_Problems to work on:_
1. Answer these questions from the Casper Sage article:
(a) Which movie does Sage name as his first biggest inspiration?
(b) Which university did Sage move to Nashville to attend?
(c) What book had Sage been reading a lot of before writing "Flow State"?
2. Write out the part of the Casper Sage article between "That sense of" and "synthesize something new.", inclusive, with the wording unchanged.

_Exercise passage:_

+ + + + + + +

Record of the Week: Casper Sage’s ‘Synthesis+’

Nashville-based artist Casper Sage makes music that defies, and blends, genres fitting in equally on playlists labeled alternative R&B, “lowkey” indie soul and, most appropriately, “genre-less.” But it was a classic biopic that first pushed him to play. “My first biggest inspiration was from the movie, Ray Charles,” Sage remembers. “I started learning his songs on piano. I was trying to learn to ‘Mess Around’ and couldn’t quite (get it) so, I got piano lessons. Soon as I got that though, it was like I stopped doing lessons.”

That sense of exploration and restlessness remains on Synthesis+, Sage’s new EP and our Record of the Week. It shows off his gifts as an experimental sound scientist and effortless melody maker taking his professed love for artists like Frank Ocean (Sage has a song called “Frank Ocean Playing in Heaven”) and Dijon (whose song “Rodeo Clown” Sage covered) and mixing them in the spirit of the project’s title to synthesize something new.

Before he landed in Nashville to attend Belmont University, the Oklahoma native tried out Los Angeles. “It was so easy to find inspiration everywhere, but it could almost be like too much noise, and it was oftentimes overstimulating,” Sage recalls. “But Nashville is perfect because you can find your pockets. You can go and be isolated and drive for 45 minutes and go to a park or go to a lake and it feels like Oklahoma. And then you can go into the city and be downtown and move around a little bit and it can feel a little bit busier and a little bit more stimulating. It has both sides of the coin.”

Shortly before starting his first semester at Belmont Sage was back in L.A. where he would first encounter a kindred spirit who would have a direct impact on his musical fortunes. While attending an exclusive Nike event where, apparently, Soulja Boy was riding a Peloton wearing a Gucci headband, Sage spotted a young kid with blond dreads and a red varsity jacket. Sage says he was too shy to say “hi” at the time, but he saw the same kid again a few weeks later eating Wendy’s outside a Belmont dorm. That began what Sage calls a “crazy bond” with the artist known as Midwxst. Sage credits Midwxst with making important music business introductions and being a “huge changing point in my in my career.” Midwxst also asked Sage to open his fall tour.

Below, Sage shares some specific thoughts on a few standout tracks from Synthesis+.

Flow State

“I’ve been reading a lot of the Tao Te Ching and had been reading a lot of different philosophy, and I had never kind of bridged that with songwriting before. So ‘Flow State’ was my first time trying to do that, and it was also with new friends that I had just made and we had just all gotten to Belmont. We were coming out of COVID, so it was like all these different things that allowed for what had been a long time of overcoming to kind of be alleviated and to, yeah, try and find flow again.”

+ + + + + + +

_Data extracts:_

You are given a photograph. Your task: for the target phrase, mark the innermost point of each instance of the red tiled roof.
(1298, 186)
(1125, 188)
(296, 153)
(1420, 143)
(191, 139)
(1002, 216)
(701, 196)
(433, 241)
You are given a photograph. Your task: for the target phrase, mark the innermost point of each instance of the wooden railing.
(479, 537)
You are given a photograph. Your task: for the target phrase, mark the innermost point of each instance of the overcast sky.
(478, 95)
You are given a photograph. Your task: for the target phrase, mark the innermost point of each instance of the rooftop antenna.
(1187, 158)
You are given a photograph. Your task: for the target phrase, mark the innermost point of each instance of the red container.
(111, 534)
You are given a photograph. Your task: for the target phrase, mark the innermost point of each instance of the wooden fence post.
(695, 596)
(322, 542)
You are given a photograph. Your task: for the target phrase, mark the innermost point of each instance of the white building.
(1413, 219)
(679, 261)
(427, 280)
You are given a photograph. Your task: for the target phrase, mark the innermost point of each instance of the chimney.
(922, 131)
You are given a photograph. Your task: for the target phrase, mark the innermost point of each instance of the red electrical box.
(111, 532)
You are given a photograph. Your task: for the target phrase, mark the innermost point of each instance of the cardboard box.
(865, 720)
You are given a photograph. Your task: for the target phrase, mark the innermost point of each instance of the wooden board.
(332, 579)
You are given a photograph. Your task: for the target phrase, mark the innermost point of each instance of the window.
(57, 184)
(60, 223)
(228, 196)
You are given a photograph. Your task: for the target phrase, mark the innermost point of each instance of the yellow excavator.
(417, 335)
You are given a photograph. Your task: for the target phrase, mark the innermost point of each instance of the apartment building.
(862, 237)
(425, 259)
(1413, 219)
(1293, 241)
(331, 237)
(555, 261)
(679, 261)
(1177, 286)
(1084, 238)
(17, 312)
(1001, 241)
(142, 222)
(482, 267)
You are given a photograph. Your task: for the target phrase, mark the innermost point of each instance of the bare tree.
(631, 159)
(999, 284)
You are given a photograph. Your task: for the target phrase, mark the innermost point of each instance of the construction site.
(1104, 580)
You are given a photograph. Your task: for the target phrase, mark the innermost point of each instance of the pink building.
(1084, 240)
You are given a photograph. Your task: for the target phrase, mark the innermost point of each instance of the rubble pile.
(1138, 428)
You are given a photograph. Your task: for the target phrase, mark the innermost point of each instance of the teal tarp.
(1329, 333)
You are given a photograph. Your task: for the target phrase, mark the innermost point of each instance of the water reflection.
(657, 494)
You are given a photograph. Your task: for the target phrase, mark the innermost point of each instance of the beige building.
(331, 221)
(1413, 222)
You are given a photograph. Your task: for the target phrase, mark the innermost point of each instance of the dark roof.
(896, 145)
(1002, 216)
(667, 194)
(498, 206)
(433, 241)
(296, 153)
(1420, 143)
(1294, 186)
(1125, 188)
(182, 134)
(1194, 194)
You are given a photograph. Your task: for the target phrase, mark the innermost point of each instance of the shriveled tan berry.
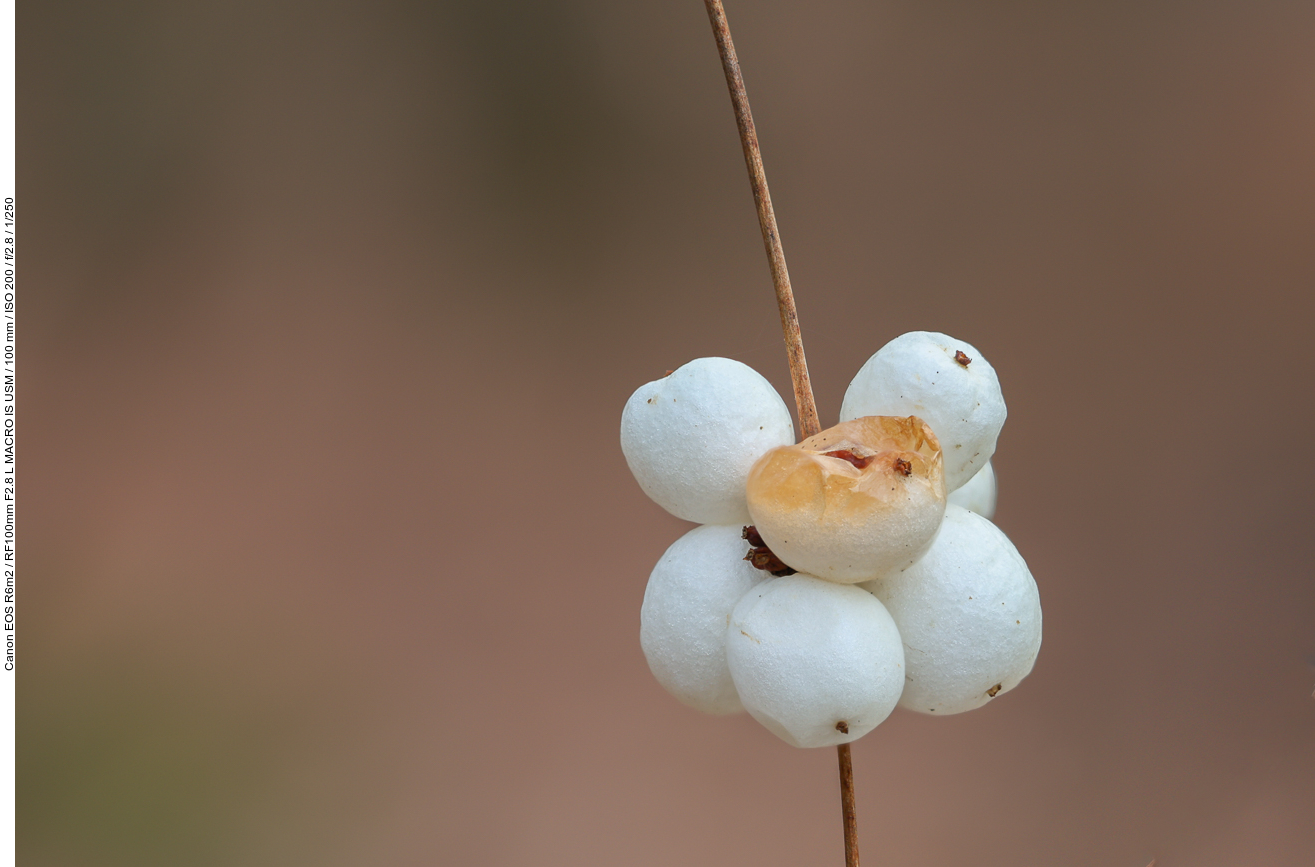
(854, 501)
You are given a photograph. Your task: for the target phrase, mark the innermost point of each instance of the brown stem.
(809, 424)
(848, 812)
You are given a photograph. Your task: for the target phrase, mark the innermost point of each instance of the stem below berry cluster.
(804, 401)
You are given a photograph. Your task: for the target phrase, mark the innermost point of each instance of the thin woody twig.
(804, 400)
(808, 409)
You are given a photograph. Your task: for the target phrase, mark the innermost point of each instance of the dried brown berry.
(762, 558)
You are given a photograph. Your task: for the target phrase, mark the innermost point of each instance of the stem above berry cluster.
(804, 401)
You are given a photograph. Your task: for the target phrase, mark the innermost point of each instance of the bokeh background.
(330, 554)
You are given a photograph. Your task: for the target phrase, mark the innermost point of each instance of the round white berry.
(969, 616)
(687, 608)
(854, 501)
(979, 494)
(691, 437)
(814, 662)
(944, 382)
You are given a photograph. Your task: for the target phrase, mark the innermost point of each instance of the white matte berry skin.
(691, 437)
(808, 655)
(979, 494)
(825, 516)
(687, 608)
(969, 616)
(915, 374)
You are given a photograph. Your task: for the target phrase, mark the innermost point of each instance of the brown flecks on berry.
(763, 558)
(847, 454)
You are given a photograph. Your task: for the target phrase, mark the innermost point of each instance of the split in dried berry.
(847, 454)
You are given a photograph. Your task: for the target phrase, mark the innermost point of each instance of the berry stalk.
(804, 401)
(808, 409)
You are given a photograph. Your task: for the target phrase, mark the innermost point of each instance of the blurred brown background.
(330, 555)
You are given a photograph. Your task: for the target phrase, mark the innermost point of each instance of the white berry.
(687, 608)
(969, 616)
(691, 437)
(943, 380)
(977, 494)
(817, 663)
(854, 501)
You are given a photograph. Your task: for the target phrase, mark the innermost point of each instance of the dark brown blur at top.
(329, 311)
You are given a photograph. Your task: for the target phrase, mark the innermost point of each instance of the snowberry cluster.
(835, 578)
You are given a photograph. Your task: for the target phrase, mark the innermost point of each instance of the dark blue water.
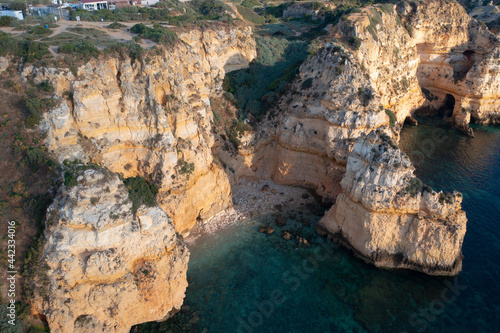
(243, 281)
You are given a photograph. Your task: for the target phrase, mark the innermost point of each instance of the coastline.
(254, 199)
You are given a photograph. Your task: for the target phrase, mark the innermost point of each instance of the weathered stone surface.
(430, 44)
(390, 218)
(109, 270)
(152, 117)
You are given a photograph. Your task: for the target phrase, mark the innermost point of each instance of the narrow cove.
(241, 280)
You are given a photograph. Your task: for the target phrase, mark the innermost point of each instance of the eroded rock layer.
(433, 45)
(152, 117)
(306, 140)
(390, 218)
(108, 269)
(335, 124)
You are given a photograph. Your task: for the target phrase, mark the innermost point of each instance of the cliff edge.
(107, 268)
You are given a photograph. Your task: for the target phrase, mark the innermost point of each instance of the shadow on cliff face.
(257, 88)
(445, 89)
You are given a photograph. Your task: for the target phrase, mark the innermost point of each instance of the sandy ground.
(251, 199)
(120, 35)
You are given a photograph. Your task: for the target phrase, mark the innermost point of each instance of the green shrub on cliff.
(157, 33)
(26, 49)
(141, 192)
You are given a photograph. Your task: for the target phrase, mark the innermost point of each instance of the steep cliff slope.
(108, 269)
(430, 44)
(333, 132)
(390, 218)
(306, 140)
(151, 117)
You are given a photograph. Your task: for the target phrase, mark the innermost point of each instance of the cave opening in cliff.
(461, 68)
(446, 109)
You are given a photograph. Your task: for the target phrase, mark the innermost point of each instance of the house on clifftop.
(93, 4)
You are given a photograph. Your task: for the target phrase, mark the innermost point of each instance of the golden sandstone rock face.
(307, 139)
(332, 126)
(108, 269)
(436, 45)
(152, 117)
(390, 218)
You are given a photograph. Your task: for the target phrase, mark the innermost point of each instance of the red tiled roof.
(92, 1)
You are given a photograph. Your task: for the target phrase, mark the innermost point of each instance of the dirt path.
(120, 35)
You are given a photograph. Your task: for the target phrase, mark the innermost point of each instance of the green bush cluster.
(365, 96)
(35, 107)
(354, 42)
(185, 167)
(141, 192)
(40, 30)
(74, 169)
(35, 156)
(7, 21)
(46, 86)
(250, 15)
(157, 33)
(84, 50)
(133, 51)
(277, 63)
(34, 269)
(26, 49)
(116, 25)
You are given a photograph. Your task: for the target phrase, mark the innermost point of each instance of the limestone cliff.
(151, 117)
(433, 45)
(306, 140)
(390, 218)
(108, 269)
(333, 132)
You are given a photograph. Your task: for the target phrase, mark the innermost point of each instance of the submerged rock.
(280, 221)
(286, 235)
(266, 230)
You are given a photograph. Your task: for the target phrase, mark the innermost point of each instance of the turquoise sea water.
(243, 281)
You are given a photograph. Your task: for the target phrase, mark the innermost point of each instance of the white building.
(93, 4)
(13, 13)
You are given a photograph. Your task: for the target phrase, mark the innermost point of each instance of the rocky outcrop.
(151, 117)
(301, 10)
(108, 269)
(388, 217)
(433, 45)
(333, 132)
(306, 140)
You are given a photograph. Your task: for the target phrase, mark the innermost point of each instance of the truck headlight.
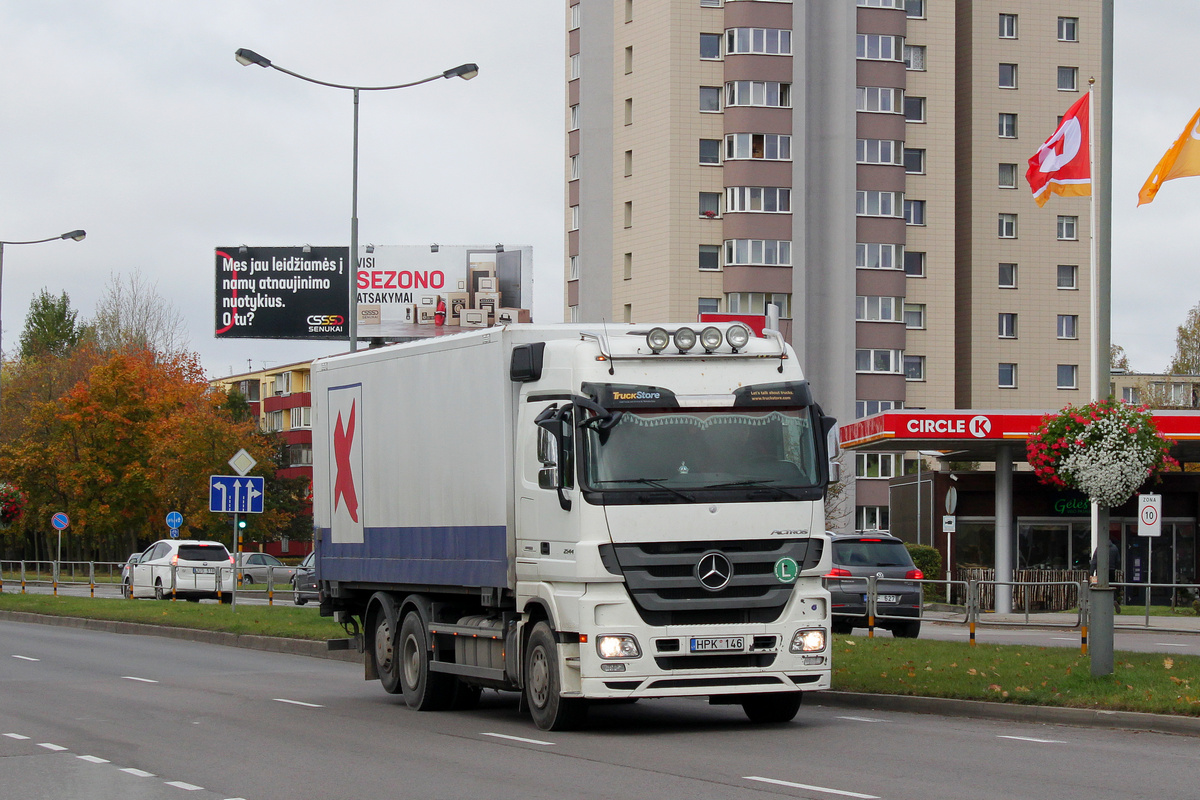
(618, 645)
(811, 639)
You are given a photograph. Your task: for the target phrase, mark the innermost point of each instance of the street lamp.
(465, 71)
(77, 235)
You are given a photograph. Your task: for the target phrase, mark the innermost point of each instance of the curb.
(1182, 726)
(267, 643)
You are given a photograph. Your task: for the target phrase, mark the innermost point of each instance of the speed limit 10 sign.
(1150, 515)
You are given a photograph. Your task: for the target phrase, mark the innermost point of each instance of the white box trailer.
(577, 512)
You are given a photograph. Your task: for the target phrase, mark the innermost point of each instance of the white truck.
(579, 512)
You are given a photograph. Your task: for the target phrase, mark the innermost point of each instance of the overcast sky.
(131, 119)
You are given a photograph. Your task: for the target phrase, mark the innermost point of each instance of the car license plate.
(718, 643)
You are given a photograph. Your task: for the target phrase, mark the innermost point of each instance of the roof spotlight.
(658, 340)
(711, 338)
(738, 336)
(685, 338)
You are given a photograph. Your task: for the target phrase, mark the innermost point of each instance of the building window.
(915, 212)
(915, 316)
(709, 204)
(1007, 325)
(757, 252)
(873, 256)
(1008, 76)
(879, 204)
(755, 302)
(1008, 25)
(876, 47)
(915, 58)
(913, 109)
(759, 198)
(765, 41)
(871, 518)
(915, 161)
(1007, 226)
(880, 100)
(1068, 326)
(769, 94)
(768, 146)
(873, 308)
(913, 264)
(1007, 276)
(1068, 275)
(879, 360)
(1007, 176)
(1007, 126)
(1068, 29)
(1068, 228)
(879, 151)
(1068, 78)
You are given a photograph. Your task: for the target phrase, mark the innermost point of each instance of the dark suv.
(885, 557)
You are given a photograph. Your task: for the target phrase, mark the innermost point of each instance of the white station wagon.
(193, 565)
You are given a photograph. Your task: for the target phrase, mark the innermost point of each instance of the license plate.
(718, 643)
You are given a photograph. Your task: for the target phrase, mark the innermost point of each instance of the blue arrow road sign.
(235, 494)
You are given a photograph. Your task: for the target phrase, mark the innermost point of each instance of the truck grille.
(664, 583)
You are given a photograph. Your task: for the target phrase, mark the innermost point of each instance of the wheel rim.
(412, 661)
(383, 647)
(539, 678)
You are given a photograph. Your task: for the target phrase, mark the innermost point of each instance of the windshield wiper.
(657, 482)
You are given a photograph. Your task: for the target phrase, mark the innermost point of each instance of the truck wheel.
(772, 707)
(424, 690)
(543, 686)
(387, 663)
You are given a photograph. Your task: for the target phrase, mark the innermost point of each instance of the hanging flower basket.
(12, 504)
(1105, 450)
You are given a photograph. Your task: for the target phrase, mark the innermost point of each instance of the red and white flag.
(1062, 164)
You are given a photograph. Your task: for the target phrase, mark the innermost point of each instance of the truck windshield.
(693, 453)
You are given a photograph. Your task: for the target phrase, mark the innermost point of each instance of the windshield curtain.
(703, 449)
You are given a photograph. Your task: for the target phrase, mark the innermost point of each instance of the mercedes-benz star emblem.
(714, 571)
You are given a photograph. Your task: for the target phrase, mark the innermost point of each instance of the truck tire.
(543, 685)
(424, 690)
(772, 707)
(387, 663)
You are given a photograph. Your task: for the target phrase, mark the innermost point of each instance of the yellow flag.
(1181, 161)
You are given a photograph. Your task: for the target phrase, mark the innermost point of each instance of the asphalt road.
(95, 715)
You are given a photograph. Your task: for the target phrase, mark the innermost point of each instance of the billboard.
(403, 290)
(282, 293)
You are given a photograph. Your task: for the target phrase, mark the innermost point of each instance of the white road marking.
(307, 705)
(528, 741)
(811, 788)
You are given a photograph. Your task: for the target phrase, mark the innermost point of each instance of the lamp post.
(77, 235)
(465, 71)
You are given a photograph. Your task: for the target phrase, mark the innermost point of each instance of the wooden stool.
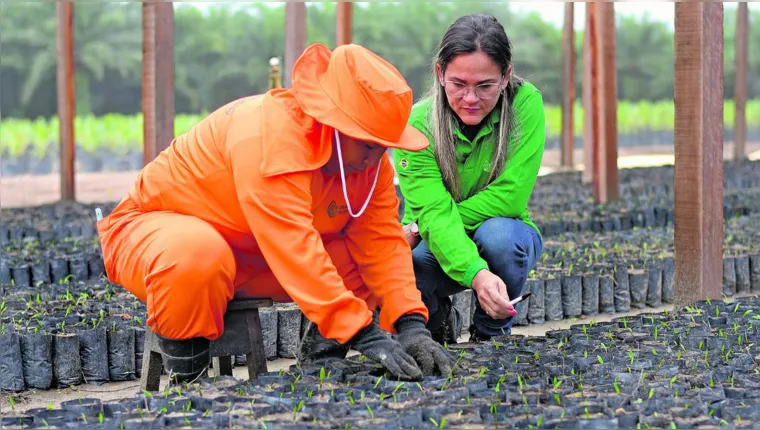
(242, 335)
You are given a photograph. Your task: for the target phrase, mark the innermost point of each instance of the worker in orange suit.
(287, 195)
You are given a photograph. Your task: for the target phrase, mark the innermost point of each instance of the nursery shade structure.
(343, 23)
(698, 151)
(600, 102)
(568, 99)
(66, 100)
(740, 85)
(158, 77)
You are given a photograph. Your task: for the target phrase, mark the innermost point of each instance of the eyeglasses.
(482, 91)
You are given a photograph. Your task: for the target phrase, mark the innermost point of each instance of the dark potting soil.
(640, 371)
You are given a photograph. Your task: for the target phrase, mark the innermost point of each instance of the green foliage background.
(223, 53)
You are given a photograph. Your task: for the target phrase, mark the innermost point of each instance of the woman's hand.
(412, 237)
(492, 295)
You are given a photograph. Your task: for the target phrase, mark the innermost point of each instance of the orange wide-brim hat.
(358, 93)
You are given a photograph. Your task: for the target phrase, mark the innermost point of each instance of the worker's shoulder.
(420, 113)
(528, 93)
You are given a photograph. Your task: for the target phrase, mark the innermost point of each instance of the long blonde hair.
(468, 34)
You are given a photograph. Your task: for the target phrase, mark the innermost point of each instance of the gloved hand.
(378, 346)
(417, 341)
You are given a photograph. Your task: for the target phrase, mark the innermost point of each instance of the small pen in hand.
(519, 299)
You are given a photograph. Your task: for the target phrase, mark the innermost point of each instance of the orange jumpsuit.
(238, 206)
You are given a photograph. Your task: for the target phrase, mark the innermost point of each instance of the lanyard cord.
(343, 180)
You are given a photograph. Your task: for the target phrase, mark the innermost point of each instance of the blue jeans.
(509, 246)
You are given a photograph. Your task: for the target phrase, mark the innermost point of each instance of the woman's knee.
(188, 279)
(510, 247)
(506, 238)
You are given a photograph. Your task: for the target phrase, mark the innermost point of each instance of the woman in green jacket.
(466, 196)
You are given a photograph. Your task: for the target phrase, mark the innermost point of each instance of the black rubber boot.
(316, 349)
(184, 360)
(476, 336)
(446, 324)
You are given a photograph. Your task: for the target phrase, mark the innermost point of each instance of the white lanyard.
(343, 180)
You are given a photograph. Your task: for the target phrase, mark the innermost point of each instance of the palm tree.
(106, 35)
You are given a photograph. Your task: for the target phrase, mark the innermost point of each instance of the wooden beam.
(343, 23)
(606, 187)
(158, 77)
(590, 130)
(740, 81)
(149, 81)
(698, 151)
(66, 95)
(295, 37)
(568, 60)
(164, 74)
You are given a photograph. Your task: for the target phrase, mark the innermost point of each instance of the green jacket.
(445, 225)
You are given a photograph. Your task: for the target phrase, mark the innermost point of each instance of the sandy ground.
(33, 190)
(120, 390)
(30, 190)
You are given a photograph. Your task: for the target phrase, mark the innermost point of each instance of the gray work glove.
(417, 342)
(378, 346)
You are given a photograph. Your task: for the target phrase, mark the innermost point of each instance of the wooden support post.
(606, 187)
(343, 23)
(740, 81)
(66, 96)
(568, 61)
(590, 129)
(158, 77)
(295, 37)
(698, 151)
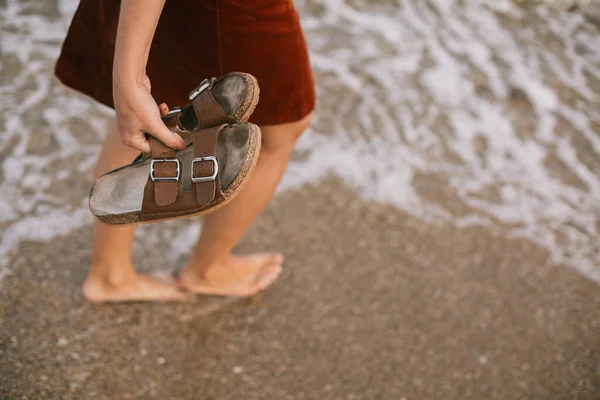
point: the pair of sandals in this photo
(220, 156)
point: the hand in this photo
(138, 115)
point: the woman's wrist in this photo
(125, 75)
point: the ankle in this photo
(115, 277)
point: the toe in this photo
(267, 276)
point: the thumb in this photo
(161, 132)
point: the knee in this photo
(282, 138)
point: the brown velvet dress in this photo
(197, 39)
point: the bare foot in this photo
(138, 288)
(240, 276)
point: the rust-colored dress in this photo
(197, 39)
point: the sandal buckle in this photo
(155, 178)
(213, 159)
(205, 84)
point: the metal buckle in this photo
(166, 178)
(213, 159)
(201, 88)
(173, 111)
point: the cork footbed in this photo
(121, 191)
(116, 197)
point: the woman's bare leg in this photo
(112, 276)
(212, 269)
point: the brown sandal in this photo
(218, 161)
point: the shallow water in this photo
(469, 112)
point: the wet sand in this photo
(373, 304)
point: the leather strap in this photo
(205, 145)
(165, 192)
(208, 112)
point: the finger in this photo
(164, 134)
(164, 109)
(139, 142)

+ + + + + + +

_Solution set:_
1.
(a) Ray Charles
(b) Belmont University
(c) The Tao Te Ching

2.
That sense of exploration and restlessness remains on Synthesis+, Sage’s new EP and our Record of the Week. It shows off his gifts as an experimental sound scientist and effortless melody maker taking his professed love for artists like Frank Ocean (Sage has a song called “Frank Ocean Playing in Heaven”) and Dijon (whose song “Rodeo Clown” Sage covered) and mixing them in the spirit of the project’s title to synthesize something new.